Top of DATA SHOWN

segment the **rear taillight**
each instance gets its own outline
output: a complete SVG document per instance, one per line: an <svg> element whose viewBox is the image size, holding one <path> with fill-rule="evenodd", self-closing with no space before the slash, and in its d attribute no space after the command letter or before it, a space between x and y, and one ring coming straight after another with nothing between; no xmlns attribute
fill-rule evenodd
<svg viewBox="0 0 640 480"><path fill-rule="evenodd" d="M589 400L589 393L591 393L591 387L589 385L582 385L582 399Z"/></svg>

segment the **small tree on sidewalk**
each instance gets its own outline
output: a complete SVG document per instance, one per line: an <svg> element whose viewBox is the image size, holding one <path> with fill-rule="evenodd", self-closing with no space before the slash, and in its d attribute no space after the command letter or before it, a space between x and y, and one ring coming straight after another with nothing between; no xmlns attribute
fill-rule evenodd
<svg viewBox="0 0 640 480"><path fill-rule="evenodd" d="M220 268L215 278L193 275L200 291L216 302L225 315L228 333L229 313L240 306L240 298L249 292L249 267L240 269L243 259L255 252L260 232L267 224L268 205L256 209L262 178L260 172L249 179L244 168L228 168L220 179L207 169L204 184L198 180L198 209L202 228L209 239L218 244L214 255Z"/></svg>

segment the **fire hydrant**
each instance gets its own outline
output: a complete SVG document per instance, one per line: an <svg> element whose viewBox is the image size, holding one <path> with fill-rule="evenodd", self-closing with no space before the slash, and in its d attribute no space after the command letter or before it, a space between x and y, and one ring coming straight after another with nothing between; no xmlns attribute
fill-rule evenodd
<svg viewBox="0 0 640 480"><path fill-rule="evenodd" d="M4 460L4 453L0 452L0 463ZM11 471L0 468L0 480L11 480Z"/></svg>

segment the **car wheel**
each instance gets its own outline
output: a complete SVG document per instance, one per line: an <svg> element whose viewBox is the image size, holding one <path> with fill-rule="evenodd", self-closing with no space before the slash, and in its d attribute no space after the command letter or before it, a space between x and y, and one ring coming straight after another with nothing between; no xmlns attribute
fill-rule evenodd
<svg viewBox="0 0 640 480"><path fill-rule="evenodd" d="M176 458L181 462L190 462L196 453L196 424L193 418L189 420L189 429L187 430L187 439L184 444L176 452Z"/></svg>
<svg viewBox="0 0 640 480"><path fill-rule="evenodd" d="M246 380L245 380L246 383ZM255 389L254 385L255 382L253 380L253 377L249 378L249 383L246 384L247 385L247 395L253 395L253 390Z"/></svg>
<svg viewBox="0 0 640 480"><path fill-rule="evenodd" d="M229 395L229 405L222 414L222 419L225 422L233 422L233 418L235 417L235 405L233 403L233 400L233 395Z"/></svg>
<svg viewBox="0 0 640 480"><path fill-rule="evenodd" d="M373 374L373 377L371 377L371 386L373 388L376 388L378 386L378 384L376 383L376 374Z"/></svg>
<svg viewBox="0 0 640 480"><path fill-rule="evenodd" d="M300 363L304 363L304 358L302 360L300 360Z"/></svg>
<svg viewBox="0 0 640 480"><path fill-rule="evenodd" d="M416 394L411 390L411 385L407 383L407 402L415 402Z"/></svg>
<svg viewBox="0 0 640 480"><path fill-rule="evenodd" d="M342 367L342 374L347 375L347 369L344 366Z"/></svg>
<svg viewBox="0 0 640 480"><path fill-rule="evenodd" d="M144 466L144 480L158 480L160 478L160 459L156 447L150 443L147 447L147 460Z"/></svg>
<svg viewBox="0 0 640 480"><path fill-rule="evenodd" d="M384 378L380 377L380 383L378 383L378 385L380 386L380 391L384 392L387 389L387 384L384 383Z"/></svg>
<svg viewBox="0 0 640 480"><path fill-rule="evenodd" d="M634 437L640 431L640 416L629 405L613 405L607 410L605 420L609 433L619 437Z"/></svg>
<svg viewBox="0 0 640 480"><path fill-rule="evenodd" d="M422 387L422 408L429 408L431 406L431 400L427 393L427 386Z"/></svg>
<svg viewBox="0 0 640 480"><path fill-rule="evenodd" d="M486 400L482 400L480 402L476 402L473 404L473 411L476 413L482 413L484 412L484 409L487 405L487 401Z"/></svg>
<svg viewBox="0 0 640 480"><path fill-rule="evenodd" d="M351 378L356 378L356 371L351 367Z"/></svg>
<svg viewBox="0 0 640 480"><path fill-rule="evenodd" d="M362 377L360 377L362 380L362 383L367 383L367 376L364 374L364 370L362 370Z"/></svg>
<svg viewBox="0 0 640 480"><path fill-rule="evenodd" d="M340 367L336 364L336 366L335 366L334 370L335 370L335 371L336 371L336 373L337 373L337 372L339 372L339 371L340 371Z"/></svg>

Bottom of DATA SHOWN

### TASK DIRECTIONS
Give the listing once more, unchanged in every line.

### SOLUTION
segment the **rear taillight**
each instance gets its own outline
output: a complete SVG document per instance, one per line: an <svg> element whose viewBox is the image size, holding one <path> with fill-rule="evenodd", self-closing with no space before the slash, and in its d attribute no space after the command letter or before it, a space between x and y, and one ring coming straight after another with nothing between; no xmlns attribute
fill-rule evenodd
<svg viewBox="0 0 640 480"><path fill-rule="evenodd" d="M589 400L589 393L591 393L591 387L589 385L582 385L582 399Z"/></svg>

segment the **small tree on sidewalk**
each instance gets its own outline
output: a complete SVG document per instance, one per line: an <svg> element whose viewBox is the image size, holding one <path> with fill-rule="evenodd", self-closing with no space before the slash, and in its d attribute no space after the command letter or before it, a space between x and y, and one ring coming straight after another with nothing between; no xmlns attribute
fill-rule evenodd
<svg viewBox="0 0 640 480"><path fill-rule="evenodd" d="M220 268L215 278L193 275L200 291L216 302L225 315L228 333L229 313L240 306L240 298L249 292L249 267L240 269L243 259L255 252L260 232L267 224L268 205L256 209L262 178L260 172L249 179L244 168L228 168L220 179L207 169L204 184L198 180L198 209L202 228L209 239L218 244L214 255Z"/></svg>

segment the **fire hydrant**
each instance gets its own outline
output: a complete SVG document per instance, one per line: an <svg> element whose viewBox is the image size, holding one <path> with fill-rule="evenodd", self-closing with no space before the slash, and in its d attribute no space after the command letter or before it, a space between x and y, and one ring coming straight after another with nothing between; no xmlns attribute
fill-rule evenodd
<svg viewBox="0 0 640 480"><path fill-rule="evenodd" d="M4 460L4 453L0 452L0 463ZM11 471L0 468L0 480L11 480Z"/></svg>

segment the **car wheel**
each instance gets its own outline
output: a complete SVG document per instance, one per line: an <svg> element whose viewBox is the image size, holding one <path> with fill-rule="evenodd", self-closing with no space before the slash, and in its d attribute no space after the command letter or before it, a space between x and y, and one ring coming straight after another with nothing between; no xmlns attribute
fill-rule evenodd
<svg viewBox="0 0 640 480"><path fill-rule="evenodd" d="M176 458L181 462L190 462L196 453L196 424L193 418L189 420L189 429L187 430L187 439L184 444L176 452Z"/></svg>
<svg viewBox="0 0 640 480"><path fill-rule="evenodd" d="M246 380L245 380L246 383ZM255 389L254 385L255 382L253 380L253 377L249 378L249 383L246 384L247 385L247 395L253 395L253 390Z"/></svg>
<svg viewBox="0 0 640 480"><path fill-rule="evenodd" d="M229 395L229 405L222 414L222 419L225 422L233 422L233 418L235 417L235 405L233 403L233 400L233 395Z"/></svg>
<svg viewBox="0 0 640 480"><path fill-rule="evenodd" d="M373 374L373 377L371 377L371 386L373 388L376 388L378 386L378 384L376 383L376 374Z"/></svg>
<svg viewBox="0 0 640 480"><path fill-rule="evenodd" d="M300 363L304 363L304 358L302 360L300 360Z"/></svg>
<svg viewBox="0 0 640 480"><path fill-rule="evenodd" d="M416 394L411 390L411 385L407 383L407 402L415 402Z"/></svg>
<svg viewBox="0 0 640 480"><path fill-rule="evenodd" d="M342 367L342 374L347 375L347 369L344 366Z"/></svg>
<svg viewBox="0 0 640 480"><path fill-rule="evenodd" d="M144 466L144 480L158 480L160 478L160 459L156 447L150 443L147 447L147 460Z"/></svg>
<svg viewBox="0 0 640 480"><path fill-rule="evenodd" d="M384 378L380 377L380 383L378 383L378 385L380 386L380 391L384 392L387 389L387 384L384 383Z"/></svg>
<svg viewBox="0 0 640 480"><path fill-rule="evenodd" d="M634 437L640 431L640 416L629 405L613 405L607 410L605 420L609 433L619 437Z"/></svg>
<svg viewBox="0 0 640 480"><path fill-rule="evenodd" d="M422 387L422 408L429 408L431 406L431 400L427 393L427 386Z"/></svg>
<svg viewBox="0 0 640 480"><path fill-rule="evenodd" d="M486 400L482 400L480 402L476 402L473 404L473 411L476 413L482 413L484 412L484 409L487 405L487 401Z"/></svg>
<svg viewBox="0 0 640 480"><path fill-rule="evenodd" d="M351 378L356 378L356 371L351 367Z"/></svg>
<svg viewBox="0 0 640 480"><path fill-rule="evenodd" d="M362 377L360 377L362 380L362 383L367 383L367 376L364 374L364 370L362 370Z"/></svg>
<svg viewBox="0 0 640 480"><path fill-rule="evenodd" d="M340 367L336 364L336 366L335 366L334 370L335 370L335 371L336 371L336 373L337 373L337 372L339 372L339 371L340 371Z"/></svg>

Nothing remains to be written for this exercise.